(SOURCE DOCUMENT):
════════════════

Aug 10 2013

Interview with Thurston Moore

Skyscrapers in Full Bloom

An interview with Thurston Moore

By: Maria Garcia Teutsch
Henry Miller Memorial Library

I met Thurston Moore at the Henry Miller Memorial library the day of his concert. My friend, the poet Eleni Sikelianos had worked with him at Naropa and suggested I talk to him about poetry. His knowledge of 20th Century poetry is vast. He also publishes up and coming poets and is a collector of rare books. Like most people, I only really knew about him through his group, Sonic Youth. When I began to do research on him I became more and more interested in talking to him. As an interviewer, I make a great poet. So when we sat down in the redwood grove that is the Henry Miller library, he helped me figure out how to use the tape recorder on my Ipad, and then we sat back and began to talk about poetry, art, and the creative urge.

MGT: What is the role of the artist in the 21st century?

TM: I don’t think the artist really needs to contemplate their role in the 21st century. There should always just be an understanding of what an honor it is, and what that responsibility entails, and to just take it as it comes. I don’t think there’s really any set rules or regulations about how an artist should conduct themselves. Because then it just becomes a uniform kind of concept of what an artist is, and I don’t think that’s appropriate. I think all artists should be primarily an individual in what they do. I like the idea of community, and think there’s a lot of like-minded artists, but it’s not a necessity, I also like the idea of distinction. The interesting part is more of what the artist represents which is the creative lifestyle.

MGT: Your artistic responsibility, whether intentional or not, entails your having done some rather cool things regarding free speech. We here at the Henry Miller library hold this right as sacrosanct. We also support protests against tyrannical regimes. It seems to me that as an artist you have often taken on the responsibility of providing a platform from which opposing views could be heard.

TM: I think it’s good to represent an alternative to tyranny {laughs}. I created a record label called Protest Records during George W. Bush’s initial invasions into the Middle East. This label was inspired by the poet Anne Waldman and Steve Taylor–who’s a musician and a writer involved in Allen Ginsberg’s world–and was a compatriot of his. I’ve heard both of them do readings about what was going on with this authoritative government that was overriding the humanitarian impulses of their country. I started to think that it would be nice to publish records that were free, that would be about protesting anything, though primarily the protests were about what was going on then. Protest Records was a project of mine, something I knew how to do, which may have something to do with overcoming the anxiety of feeling helpless. It is important to do something that you know you can do. That alone is strength unto itself.

════════════════

(RECORDED DATA):

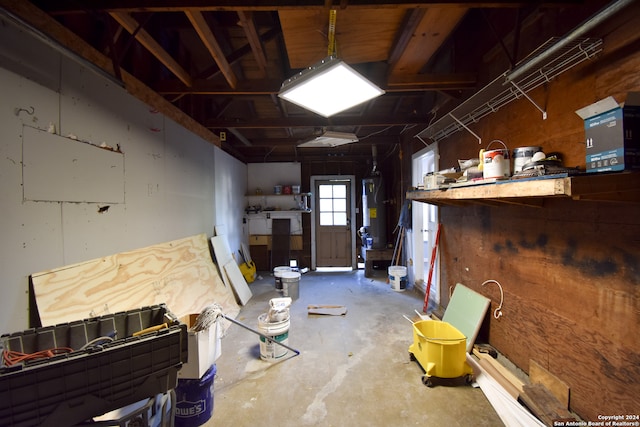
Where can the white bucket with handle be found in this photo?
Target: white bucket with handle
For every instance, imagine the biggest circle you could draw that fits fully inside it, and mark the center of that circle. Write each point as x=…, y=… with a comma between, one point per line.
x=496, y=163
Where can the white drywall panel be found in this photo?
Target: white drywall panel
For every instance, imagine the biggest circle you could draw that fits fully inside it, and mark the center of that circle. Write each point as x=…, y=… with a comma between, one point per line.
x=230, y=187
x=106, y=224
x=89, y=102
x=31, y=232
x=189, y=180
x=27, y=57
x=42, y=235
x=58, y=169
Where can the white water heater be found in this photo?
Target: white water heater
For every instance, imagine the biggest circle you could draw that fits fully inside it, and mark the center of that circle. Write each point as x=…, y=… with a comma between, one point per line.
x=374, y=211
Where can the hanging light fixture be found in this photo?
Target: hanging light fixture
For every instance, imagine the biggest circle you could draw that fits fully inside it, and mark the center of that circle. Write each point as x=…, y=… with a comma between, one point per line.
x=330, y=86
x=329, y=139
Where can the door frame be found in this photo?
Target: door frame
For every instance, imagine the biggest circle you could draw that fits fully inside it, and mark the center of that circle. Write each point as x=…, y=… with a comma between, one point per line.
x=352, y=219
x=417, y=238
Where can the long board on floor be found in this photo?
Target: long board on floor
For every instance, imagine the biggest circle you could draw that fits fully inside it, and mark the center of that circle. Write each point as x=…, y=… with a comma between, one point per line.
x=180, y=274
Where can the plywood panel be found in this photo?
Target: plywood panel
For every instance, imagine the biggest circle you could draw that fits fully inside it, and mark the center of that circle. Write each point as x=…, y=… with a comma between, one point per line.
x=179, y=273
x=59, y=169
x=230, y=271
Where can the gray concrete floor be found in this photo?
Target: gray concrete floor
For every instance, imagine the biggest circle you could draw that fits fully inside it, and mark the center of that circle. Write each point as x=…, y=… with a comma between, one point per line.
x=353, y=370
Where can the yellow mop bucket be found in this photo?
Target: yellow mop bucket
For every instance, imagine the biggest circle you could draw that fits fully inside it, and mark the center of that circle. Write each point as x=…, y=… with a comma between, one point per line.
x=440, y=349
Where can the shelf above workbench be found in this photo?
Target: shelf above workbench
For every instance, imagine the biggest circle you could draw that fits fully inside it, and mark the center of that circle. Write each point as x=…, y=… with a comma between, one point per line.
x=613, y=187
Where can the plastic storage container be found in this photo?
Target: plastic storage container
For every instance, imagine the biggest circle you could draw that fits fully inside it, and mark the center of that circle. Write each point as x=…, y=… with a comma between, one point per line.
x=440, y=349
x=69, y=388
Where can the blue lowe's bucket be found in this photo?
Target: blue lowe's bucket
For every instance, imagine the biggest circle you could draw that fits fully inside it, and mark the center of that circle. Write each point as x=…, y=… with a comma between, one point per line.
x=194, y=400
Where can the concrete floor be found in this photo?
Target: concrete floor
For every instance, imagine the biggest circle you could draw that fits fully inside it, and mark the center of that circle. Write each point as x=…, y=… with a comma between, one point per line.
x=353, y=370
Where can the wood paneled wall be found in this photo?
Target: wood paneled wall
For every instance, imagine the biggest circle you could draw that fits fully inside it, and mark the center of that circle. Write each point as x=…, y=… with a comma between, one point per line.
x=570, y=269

════════════════

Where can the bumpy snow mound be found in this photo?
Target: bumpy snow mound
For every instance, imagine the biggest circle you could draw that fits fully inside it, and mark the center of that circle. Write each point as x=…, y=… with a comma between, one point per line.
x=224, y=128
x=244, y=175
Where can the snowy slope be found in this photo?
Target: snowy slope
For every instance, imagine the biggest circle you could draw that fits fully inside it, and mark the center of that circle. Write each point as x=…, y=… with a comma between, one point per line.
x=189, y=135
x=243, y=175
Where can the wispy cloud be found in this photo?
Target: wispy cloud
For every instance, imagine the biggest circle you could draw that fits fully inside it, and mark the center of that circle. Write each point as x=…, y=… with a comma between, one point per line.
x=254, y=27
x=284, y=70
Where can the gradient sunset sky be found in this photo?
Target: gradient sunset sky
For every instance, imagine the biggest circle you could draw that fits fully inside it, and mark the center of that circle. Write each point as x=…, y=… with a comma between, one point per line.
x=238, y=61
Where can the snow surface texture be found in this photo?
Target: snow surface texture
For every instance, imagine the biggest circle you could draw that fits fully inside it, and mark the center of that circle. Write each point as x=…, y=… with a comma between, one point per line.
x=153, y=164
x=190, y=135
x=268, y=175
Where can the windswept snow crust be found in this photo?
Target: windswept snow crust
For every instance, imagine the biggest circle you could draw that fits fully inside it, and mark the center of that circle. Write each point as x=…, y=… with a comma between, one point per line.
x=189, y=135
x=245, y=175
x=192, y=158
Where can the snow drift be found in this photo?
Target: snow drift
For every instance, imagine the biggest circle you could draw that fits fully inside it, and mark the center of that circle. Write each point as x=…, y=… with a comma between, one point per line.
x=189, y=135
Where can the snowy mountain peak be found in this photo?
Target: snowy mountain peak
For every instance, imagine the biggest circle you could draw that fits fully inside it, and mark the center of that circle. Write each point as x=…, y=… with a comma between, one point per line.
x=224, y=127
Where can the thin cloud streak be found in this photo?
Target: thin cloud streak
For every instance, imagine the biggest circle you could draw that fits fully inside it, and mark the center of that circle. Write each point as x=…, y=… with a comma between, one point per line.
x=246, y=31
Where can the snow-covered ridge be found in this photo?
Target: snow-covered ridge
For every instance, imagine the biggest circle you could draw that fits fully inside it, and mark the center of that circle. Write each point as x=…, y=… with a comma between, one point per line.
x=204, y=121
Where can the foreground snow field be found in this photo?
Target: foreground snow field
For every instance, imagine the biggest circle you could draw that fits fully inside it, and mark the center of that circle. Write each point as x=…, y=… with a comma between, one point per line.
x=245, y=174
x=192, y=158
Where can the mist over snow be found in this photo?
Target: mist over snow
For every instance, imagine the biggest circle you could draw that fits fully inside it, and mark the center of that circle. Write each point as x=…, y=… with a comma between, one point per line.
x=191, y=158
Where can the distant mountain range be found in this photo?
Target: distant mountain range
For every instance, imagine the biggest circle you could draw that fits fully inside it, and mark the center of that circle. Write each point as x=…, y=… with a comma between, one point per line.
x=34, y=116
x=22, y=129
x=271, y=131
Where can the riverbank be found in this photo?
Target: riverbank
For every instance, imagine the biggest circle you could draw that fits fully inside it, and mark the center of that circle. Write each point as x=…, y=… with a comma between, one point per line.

════════════════

(INSTRUCTIONS):
- a) In the Thurston Moore interview, list every person Moore names in his own answers.
- b) Pick up the Thurston Moore interview after its final line and keep it going.

(THE ANSWERS):
- a) Anne Waldman, Steve Taylor, Allen Ginsberg, George W. Bush

- b)
I began Protest Records by sending out a mass email to everyone I knew. I said I’m looking for recordings which will be published free to anybody who wants to download them on this open-ended label called Protest Records. I started out with pieces by Steve Taylor and Anne Waldman. Everybody started sending me stuff from The Beastie Boys, to Eddie Vedder, to hundreds of people around the world. Everyone started sending me files, which in turn made my computer crash. I needed more space to do this project in the right way, and only had one person who was helping me administer it.

This Protest Records project became something that I was working on morning to night. I also began to receive hate mail with people saying things like they we’re going to kill me if they ever saw me, and “just wait until we find those weapons of mass destruction, you’re going to feel like an asshole,” and all this kind of stuff. It’s the first time I ever really experienced that, and it was unnerving. I finally had to stop this project because there was no room for anything else in my life, and I have a family and other work I had to do. Then I decided maybe what I’d do is close down this record label and turn it from music to art and people could turn in images. I kept thinking about how I could make money from it to give to organizations that were anti-war, or that helped people who were victims of war crimes. I thought, where’s the most money being made on the Internet? So then someone suggested I put advertising on my site because I had so many people looking at it, and then I’d make a lot of money. But I didn’t want to advertise, because then I’d have to investigate all of the advertisers to make sure there were no ties with anything that was a conflict—or, you know–related to arms companies. And then I thought, the people making the most money on the Internet are pornography sites. And then I started thinking wow, maybe what I should do is solicit these porn companies to see if they were anti-war, then maybe I could have them give their art away for free, whatever their art may be—but I didn’t do that because it would become kind of too scary, especially being a father of a teenage daughter, I didn’t want to have any ties. Then I just stopped doing it. The whole thing was just a sort of a gesture. In a lot of ways I think gestures are as important as anything.

MGT: Anne Waldman’s Manatee Humanity strikes me as a chant for peace. Her entire body of work is this kind of chant that goes out into the world as a very grand gesture with vibrations we cannot document but which, I believe, make a difference.

TM: Anne is very inspired by Buddhist teachings, obviously. There’s this school of Buddhism where they spend their whole day praying for peace—and that’s what they do as activists which I think is wonderful. A lot of people get involved with Buddhist meditation as a part of their activism. I am more sort of tuned to that than hands-on aggression—you know, aggression towards aggression.

I was interested in talking to Yoko Ono about this, about not confronting negativity with negativity, saying “stop this,” or “don’t do this,” or “we’re against this.” To not acknowledge that and say “we are for this—we are going to do this. This is what we pronounce, that is love.” Her whole thing was like, “don’t engage. Just be the other, be the positive.” That’s where you locate the activism. It’s a different kind of sense of protest than say, back in the days of SDS {Students for a Democratic Society}.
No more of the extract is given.